## What is required
Transcribe all of the material exactly.

## Pointing and labeling entries
• • • • •

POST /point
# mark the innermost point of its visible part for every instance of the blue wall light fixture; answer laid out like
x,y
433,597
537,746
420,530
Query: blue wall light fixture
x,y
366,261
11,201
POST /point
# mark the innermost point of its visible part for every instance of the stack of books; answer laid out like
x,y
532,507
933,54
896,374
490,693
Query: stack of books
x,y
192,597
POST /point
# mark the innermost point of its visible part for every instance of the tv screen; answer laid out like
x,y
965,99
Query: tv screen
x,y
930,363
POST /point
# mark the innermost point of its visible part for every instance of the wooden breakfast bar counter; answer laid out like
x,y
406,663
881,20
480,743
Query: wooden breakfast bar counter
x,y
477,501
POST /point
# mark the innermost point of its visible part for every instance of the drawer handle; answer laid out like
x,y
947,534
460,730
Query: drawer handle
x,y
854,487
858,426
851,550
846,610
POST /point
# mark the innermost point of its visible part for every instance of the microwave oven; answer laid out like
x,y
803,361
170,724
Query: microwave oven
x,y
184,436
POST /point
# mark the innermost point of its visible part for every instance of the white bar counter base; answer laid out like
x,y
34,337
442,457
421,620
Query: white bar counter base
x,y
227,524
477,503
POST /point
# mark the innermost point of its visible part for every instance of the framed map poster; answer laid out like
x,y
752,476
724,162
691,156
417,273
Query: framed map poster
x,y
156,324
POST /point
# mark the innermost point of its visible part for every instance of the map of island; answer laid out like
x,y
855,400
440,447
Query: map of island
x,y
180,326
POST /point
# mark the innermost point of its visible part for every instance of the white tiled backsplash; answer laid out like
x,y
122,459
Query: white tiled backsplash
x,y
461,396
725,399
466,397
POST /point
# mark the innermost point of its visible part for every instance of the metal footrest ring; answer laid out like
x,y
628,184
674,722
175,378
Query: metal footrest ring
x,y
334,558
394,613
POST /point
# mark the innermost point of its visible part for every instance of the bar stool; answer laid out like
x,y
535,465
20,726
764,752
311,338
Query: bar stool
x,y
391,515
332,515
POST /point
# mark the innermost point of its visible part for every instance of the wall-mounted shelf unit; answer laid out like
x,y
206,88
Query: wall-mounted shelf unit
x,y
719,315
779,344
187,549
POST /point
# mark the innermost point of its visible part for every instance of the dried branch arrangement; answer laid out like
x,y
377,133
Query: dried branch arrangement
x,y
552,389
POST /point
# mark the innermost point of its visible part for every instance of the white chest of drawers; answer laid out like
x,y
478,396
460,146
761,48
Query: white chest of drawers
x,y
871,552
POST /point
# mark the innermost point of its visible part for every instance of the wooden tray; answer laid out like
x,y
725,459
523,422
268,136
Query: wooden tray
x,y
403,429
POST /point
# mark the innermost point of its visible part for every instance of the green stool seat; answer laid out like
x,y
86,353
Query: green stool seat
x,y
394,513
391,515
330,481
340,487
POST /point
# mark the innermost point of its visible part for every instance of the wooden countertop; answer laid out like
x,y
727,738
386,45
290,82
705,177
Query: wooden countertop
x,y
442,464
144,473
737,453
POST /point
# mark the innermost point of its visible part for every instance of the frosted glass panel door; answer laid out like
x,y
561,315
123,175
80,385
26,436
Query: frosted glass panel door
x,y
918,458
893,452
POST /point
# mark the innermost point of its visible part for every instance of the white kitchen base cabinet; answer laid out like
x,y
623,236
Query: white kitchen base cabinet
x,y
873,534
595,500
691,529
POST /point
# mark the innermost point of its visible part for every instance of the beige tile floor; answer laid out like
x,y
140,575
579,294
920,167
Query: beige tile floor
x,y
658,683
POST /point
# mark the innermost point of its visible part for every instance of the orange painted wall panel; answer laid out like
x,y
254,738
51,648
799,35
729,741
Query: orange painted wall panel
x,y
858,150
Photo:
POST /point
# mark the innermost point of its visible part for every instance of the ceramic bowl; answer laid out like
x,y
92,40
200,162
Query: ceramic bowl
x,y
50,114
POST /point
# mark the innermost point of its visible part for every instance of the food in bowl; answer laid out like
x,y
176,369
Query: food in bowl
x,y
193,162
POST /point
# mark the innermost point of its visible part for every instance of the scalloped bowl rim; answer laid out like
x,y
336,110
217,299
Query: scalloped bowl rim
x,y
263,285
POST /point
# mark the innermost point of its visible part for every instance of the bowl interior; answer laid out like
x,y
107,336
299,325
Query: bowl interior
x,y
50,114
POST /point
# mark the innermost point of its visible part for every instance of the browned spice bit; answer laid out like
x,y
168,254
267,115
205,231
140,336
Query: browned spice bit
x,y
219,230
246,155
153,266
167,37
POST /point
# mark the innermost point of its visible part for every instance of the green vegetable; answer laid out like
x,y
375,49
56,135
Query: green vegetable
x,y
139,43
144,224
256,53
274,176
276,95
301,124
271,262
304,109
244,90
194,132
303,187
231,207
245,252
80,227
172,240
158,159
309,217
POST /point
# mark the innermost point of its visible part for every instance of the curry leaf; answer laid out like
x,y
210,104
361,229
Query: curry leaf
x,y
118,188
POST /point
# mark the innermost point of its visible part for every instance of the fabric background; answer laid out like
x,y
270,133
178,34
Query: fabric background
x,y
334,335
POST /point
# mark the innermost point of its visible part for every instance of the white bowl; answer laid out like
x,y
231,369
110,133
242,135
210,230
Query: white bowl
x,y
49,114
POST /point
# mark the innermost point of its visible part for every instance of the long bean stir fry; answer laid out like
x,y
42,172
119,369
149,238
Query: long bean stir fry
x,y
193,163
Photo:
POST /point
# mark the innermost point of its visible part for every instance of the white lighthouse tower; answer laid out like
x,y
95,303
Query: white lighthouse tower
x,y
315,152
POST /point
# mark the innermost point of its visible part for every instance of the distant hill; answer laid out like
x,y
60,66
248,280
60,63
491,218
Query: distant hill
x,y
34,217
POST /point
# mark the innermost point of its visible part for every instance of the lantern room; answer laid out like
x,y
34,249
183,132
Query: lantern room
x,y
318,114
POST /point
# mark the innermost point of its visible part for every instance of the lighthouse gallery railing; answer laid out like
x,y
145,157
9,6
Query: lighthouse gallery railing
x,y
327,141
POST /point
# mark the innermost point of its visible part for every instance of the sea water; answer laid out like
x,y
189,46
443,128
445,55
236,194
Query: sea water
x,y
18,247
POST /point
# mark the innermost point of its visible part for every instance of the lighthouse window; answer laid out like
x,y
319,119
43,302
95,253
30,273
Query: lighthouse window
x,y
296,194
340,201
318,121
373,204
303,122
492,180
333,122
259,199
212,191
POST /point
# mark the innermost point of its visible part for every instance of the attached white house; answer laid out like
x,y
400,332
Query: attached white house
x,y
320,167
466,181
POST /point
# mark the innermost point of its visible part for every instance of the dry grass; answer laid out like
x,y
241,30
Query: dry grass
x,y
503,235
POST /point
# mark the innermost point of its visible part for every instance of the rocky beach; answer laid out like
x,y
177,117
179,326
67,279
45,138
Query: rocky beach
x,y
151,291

• • • • •

## In response
POST /point
# mark the innermost point of its visible part for every instance of the blue wall light fixture; answer laid out like
x,y
433,597
537,746
420,530
Query: blue wall light fixture
x,y
366,261
11,201
POST /point
# mark the innermost point of its visible part for every instance of the stack of books; answer laid out like
x,y
532,507
933,54
896,374
490,693
Query: stack of books
x,y
192,597
POST /point
# mark the innermost point of its visible part for every instance of the tv screen; answer laid out like
x,y
965,99
Query: tv screen
x,y
930,363
POST /point
# mark the innermost point of its visible part for every instance of the wooden breakfast bar counter; answer laid out like
x,y
406,663
881,20
480,743
Query: wooden breakfast bar counter
x,y
477,501
POST /point
# mark the innermost point of its visible part for every instance of the drawer handle; answer laid out like
x,y
947,534
460,730
Query: drawer handle
x,y
854,487
858,426
851,550
846,610
POST /point
# mark the innermost point of its visible part for every instance of the microwave oven; answer laid out like
x,y
803,361
170,724
Query: microwave oven
x,y
184,436
POST /point
# mark the innermost point of its visible part for every instance of the white bar counter base; answer laid out like
x,y
34,337
442,457
421,620
Query: white bar counter base
x,y
227,524
477,503
POST /point
# mark the innermost point of its visible part for every instance of the framed map poster; answer laid out like
x,y
752,476
724,162
691,156
417,273
Query: framed map poster
x,y
156,324
POST /point
# mark the innermost point of its visible part for every instance of the map of island; answer laid out like
x,y
855,400
440,447
Query: map of island
x,y
180,326
POST /point
# mark the innermost point of its visible part for every instance of the white tiled backsplash; answer laid out like
x,y
122,459
Query: white tiled backsplash
x,y
461,396
725,399
466,397
POST /point
# mark the innermost point of its visible part for every instance of the metal footrest ring; answer laid out like
x,y
628,184
674,722
175,378
Query: metal footrest ring
x,y
334,558
394,613
POST /point
# mark the innermost point of its visible part for every instance of the bar stool; answer laid out like
x,y
535,465
20,726
764,752
311,338
Query: bar stool
x,y
391,515
332,515
POST /point
# mark the innermost point of its visible part for every instance of the wall-mounted shelf unit; answer laid out like
x,y
206,88
Query: wall-mounted shelf unit
x,y
719,315
779,344
187,549
POST /point
# mark the innermost point of its visible part for every instance of the dried branch arrangement; answer laid out like
x,y
377,133
Query: dried branch arrangement
x,y
552,389
POST /point
# mark the innermost point of its visible part for every instance of the white chest of drawers; answer laid out like
x,y
478,396
460,146
761,48
Query: white chest of drawers
x,y
871,552
POST /point
# mark the innermost point of its visible part for every instance of the wooden tray; answer laid out like
x,y
725,459
523,422
268,136
Query: wooden tray
x,y
403,429
POST /point
# mark the innermost point of its visible part for every instance of the green stool seat; answer laid out like
x,y
86,353
Query: green stool seat
x,y
394,513
391,515
330,481
340,487
POST /point
# mark the innermost point of its visible part for every instance of the wooden countertop; answer laid out like
x,y
727,738
386,45
290,82
705,177
Query: wooden countertop
x,y
442,464
144,473
737,453
POST /point
# mark the innermost point of its visible part for every instance of the frosted glass panel door; answer laid out like
x,y
561,315
123,175
80,385
26,436
Query: frosted glass panel door
x,y
918,458
893,452
POST /point
# mark the innermost point of its visible part for every instance of the white kitchen base cabinet; answer laid out like
x,y
623,236
Query: white kitchen base cabinet
x,y
873,534
595,500
691,529
POST /point
# mark the innermost point of its visible part for every instance of the beige tile floor; answer laid out like
x,y
140,575
579,294
920,167
Query: beige tile floor
x,y
658,683
POST /point
# mark the innermost point of its visible part for every instance of the orange painted wall panel; answer laid out like
x,y
254,738
51,648
799,35
729,741
Query: orange painted wall panel
x,y
858,150
Photo:
POST /point
# mark the innermost point of its visible part for every instance of the ceramic bowl; answer laid out like
x,y
92,40
200,162
Query: ceramic bowl
x,y
50,114
POST /point
# mark the innermost point of its visible part for every instance of the food in bowl; answer laid out like
x,y
176,369
Query: food in bowl
x,y
193,162
POST /point
# mark the innermost point of its visible part for every instance of the scalloped bowl rim; answer laid out like
x,y
336,110
217,299
Query: scalloped bowl rim
x,y
263,285
POST /point
# mark the innermost point of its visible part for every instance of the bowl interior; answer laid out like
x,y
107,336
299,325
Query: bowl interior
x,y
50,114
POST /point
# mark the innermost point of its visible part for every instance of the browned spice bit; answer laid out like
x,y
168,254
267,115
205,231
140,336
Query: browned spice bit
x,y
219,230
246,155
153,266
167,37
POST /point
# mark the innermost point of its visible part for every instance of the green vegetable; answer laid out like
x,y
375,49
56,135
Query: green vegetable
x,y
139,43
144,224
256,53
274,176
276,95
301,124
271,262
304,109
244,90
194,132
303,187
231,207
245,252
80,227
172,240
158,159
309,217
POST /point
# mark the innermost point of its visible part for every instance of the curry leaf; answer laid out like
x,y
210,104
361,229
Query: curry leaf
x,y
118,188
POST /point
# mark the innermost point of its visible part for every instance of the fabric background; answer laid out like
x,y
270,133
178,34
Query: fabric background
x,y
334,335
POST /point
# mark the innermost point of its visible part for every instance of the white bowl; answer laid out like
x,y
231,369
110,133
242,135
210,230
Query: white bowl
x,y
49,114
POST /point
# mark the innermost point of its visible part for every instance of the long bean stir fry; answer laid out like
x,y
42,172
119,369
149,238
Query: long bean stir fry
x,y
193,163
Photo:
POST /point
# mark the innermost point of its visible part for every instance of the white lighthouse tower; answer laid out like
x,y
95,303
Query: white lighthouse tower
x,y
315,152
POST /point
# mark the innermost point of its visible part for every instance of the distant hill; answer laid out like
x,y
60,66
248,280
60,63
491,218
Query: distant hill
x,y
34,217
POST /point
# mark the innermost point of its visible part for every instance of the lantern room; answer laid out like
x,y
34,249
183,132
Query: lantern room
x,y
318,114
POST /point
# mark the innermost point of its visible part for every instance of the lighthouse gallery railing; answer laid out like
x,y
145,157
9,6
Query: lighthouse gallery railing
x,y
327,141
POST /point
# mark the innermost point of its visible part for every instance of the sea water; answer laid out like
x,y
189,46
443,128
445,55
236,194
Query: sea water
x,y
18,247
POST /point
# mark the innermost point of its visible part for every instance of the lighthouse window; answer laid out like
x,y
319,119
43,302
95,253
30,273
Query: lighthouse window
x,y
296,194
340,201
318,121
373,204
303,122
492,180
333,122
259,199
212,191
POST /point
# mark the innermost point of its visible part for every instance of the attached white house; answer laid out like
x,y
400,332
Query: attached white house
x,y
320,167
466,181
POST /point
# mark the innermost point of its visible part for every instance of the dry grass; answer laid out like
x,y
241,30
Query: dry grass
x,y
503,235
POST /point
# mark the innermost point of its visible part for every instance of the rocky beach; answer laid out like
x,y
177,117
179,326
67,279
45,138
Query: rocky beach
x,y
151,291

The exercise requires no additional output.